Assignment: Report how many lines in the data below hold "cliff", with no other words.

Point-per-instance localization data
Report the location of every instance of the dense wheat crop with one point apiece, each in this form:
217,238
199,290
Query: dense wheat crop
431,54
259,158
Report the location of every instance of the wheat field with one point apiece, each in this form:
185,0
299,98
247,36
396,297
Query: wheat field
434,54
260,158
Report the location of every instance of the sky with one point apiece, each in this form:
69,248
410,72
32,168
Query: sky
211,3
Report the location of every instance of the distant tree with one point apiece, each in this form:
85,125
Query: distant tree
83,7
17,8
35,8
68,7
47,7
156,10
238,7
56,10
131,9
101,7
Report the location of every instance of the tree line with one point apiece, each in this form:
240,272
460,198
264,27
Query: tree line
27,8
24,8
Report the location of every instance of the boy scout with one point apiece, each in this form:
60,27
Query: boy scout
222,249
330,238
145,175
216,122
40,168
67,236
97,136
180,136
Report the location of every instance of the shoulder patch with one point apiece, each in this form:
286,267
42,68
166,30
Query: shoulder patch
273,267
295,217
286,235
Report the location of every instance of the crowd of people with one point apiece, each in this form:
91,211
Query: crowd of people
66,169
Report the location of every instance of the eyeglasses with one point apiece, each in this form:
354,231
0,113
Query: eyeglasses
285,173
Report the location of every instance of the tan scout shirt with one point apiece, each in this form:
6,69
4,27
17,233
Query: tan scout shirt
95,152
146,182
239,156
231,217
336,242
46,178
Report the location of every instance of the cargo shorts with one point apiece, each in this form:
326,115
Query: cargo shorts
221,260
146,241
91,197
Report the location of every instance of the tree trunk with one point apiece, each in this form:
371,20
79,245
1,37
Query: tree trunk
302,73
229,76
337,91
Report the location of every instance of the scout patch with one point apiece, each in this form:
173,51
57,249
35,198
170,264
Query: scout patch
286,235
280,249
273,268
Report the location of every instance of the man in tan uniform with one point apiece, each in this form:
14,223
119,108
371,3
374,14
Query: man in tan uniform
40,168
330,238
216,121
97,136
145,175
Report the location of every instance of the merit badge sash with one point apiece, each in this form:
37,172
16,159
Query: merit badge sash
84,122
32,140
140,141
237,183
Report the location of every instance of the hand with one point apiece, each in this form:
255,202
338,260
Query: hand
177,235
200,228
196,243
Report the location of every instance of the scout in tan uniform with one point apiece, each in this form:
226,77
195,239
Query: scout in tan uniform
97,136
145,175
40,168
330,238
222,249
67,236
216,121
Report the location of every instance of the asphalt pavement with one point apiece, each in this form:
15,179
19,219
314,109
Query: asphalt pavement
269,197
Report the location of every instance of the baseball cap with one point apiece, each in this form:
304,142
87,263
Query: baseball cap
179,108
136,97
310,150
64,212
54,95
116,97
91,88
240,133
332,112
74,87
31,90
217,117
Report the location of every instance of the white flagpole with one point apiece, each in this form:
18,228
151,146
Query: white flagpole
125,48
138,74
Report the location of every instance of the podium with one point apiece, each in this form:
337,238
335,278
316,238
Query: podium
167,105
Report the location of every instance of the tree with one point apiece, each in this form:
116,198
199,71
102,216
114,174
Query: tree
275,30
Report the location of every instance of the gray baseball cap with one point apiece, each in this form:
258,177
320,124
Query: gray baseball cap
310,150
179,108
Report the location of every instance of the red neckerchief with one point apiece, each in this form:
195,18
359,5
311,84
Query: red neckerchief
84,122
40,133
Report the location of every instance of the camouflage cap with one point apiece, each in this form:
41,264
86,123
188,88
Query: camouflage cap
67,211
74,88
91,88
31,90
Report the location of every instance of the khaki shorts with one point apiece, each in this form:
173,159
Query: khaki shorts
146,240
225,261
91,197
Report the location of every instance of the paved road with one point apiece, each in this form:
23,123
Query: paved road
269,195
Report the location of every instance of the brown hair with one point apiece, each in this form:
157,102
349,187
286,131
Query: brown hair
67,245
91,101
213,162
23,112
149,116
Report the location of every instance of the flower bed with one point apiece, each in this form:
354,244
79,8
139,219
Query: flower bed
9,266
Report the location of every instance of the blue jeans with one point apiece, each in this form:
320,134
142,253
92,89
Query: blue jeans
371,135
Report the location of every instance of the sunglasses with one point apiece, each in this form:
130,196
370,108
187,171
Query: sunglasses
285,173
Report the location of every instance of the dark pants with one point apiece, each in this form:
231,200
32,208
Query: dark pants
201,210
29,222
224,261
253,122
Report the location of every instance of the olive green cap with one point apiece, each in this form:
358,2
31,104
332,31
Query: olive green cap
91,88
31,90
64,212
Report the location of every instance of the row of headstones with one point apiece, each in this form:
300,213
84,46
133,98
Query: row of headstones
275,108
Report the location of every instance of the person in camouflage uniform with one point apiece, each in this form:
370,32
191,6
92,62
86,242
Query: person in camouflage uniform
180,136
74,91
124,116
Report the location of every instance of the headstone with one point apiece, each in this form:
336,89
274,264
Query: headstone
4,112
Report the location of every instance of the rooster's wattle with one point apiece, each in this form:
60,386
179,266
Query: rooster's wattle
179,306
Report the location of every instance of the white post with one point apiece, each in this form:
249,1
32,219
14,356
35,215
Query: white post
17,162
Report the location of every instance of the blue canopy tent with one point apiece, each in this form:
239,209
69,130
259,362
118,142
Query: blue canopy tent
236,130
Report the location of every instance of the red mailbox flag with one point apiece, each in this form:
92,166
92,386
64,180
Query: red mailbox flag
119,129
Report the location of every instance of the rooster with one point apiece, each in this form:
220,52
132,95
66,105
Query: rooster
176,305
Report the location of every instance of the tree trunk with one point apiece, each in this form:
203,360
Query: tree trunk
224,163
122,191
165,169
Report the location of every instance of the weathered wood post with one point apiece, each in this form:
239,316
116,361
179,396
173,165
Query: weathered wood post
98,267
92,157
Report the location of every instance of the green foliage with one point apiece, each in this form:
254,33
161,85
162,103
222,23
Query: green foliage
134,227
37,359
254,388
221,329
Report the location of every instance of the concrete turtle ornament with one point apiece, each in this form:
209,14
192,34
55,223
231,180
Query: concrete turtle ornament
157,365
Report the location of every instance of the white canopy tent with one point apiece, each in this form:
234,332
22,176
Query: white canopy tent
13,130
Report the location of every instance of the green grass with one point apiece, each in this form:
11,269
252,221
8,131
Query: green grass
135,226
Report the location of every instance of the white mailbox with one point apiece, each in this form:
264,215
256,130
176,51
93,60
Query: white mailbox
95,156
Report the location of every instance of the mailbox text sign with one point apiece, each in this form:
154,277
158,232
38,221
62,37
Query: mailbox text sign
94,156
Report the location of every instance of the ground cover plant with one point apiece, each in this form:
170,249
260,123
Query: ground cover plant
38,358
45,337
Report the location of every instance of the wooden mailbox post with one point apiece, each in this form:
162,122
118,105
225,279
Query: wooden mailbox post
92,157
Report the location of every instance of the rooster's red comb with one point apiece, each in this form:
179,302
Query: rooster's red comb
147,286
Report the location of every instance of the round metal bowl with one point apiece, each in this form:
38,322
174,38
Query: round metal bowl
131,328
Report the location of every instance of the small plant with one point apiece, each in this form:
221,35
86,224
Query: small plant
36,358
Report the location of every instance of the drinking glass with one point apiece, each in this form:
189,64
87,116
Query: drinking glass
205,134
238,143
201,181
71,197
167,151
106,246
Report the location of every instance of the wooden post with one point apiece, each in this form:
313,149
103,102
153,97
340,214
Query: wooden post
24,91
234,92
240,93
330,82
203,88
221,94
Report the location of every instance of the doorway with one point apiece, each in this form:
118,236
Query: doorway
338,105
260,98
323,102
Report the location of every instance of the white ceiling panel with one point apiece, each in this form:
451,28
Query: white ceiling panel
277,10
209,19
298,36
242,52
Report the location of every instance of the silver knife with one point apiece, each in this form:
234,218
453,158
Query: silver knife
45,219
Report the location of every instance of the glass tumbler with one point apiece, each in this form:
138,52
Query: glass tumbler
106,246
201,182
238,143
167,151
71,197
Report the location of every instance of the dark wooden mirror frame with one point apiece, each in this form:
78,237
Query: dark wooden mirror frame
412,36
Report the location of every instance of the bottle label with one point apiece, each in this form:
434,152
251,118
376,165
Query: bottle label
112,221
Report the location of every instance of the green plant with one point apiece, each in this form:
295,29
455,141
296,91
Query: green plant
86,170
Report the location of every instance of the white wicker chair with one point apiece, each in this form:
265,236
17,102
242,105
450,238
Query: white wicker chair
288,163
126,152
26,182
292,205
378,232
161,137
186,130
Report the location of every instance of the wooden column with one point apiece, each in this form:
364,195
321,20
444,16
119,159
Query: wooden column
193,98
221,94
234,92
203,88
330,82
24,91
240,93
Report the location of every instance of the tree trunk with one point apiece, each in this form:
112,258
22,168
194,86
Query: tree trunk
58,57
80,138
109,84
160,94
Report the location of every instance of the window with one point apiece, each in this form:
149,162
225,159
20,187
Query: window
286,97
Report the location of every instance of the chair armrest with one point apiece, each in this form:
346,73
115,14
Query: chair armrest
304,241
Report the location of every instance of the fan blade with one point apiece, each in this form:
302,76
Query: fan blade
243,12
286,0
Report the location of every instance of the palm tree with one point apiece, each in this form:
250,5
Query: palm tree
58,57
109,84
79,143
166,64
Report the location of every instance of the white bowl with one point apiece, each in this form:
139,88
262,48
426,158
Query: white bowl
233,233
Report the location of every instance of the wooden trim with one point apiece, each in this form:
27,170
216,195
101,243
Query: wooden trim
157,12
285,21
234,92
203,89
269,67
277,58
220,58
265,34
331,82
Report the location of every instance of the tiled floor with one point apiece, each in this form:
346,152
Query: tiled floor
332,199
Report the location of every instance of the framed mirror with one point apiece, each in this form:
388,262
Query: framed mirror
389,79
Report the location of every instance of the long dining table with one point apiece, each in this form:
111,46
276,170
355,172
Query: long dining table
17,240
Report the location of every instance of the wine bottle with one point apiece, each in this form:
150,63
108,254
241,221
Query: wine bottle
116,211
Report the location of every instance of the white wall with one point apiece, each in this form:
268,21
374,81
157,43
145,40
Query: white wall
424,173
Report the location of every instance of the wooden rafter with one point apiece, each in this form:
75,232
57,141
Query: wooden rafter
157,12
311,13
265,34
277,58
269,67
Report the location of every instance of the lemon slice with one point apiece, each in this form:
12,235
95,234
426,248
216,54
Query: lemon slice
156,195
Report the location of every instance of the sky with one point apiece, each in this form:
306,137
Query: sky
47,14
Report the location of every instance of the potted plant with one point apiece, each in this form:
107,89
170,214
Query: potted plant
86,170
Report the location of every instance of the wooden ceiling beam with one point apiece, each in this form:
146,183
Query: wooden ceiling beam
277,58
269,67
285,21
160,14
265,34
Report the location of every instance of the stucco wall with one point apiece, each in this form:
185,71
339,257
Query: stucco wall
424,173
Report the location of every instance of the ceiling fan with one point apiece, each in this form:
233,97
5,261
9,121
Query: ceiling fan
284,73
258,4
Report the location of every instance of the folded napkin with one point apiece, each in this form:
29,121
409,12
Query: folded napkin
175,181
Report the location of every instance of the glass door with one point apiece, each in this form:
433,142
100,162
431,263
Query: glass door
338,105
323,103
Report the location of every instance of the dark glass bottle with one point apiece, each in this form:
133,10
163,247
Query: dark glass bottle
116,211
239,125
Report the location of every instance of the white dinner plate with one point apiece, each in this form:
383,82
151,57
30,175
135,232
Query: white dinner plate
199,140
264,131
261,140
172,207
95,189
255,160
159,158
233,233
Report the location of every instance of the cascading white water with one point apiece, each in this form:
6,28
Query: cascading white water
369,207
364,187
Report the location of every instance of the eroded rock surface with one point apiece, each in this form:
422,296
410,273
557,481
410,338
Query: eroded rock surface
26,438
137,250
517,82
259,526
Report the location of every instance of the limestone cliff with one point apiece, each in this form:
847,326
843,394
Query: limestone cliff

Task response: 2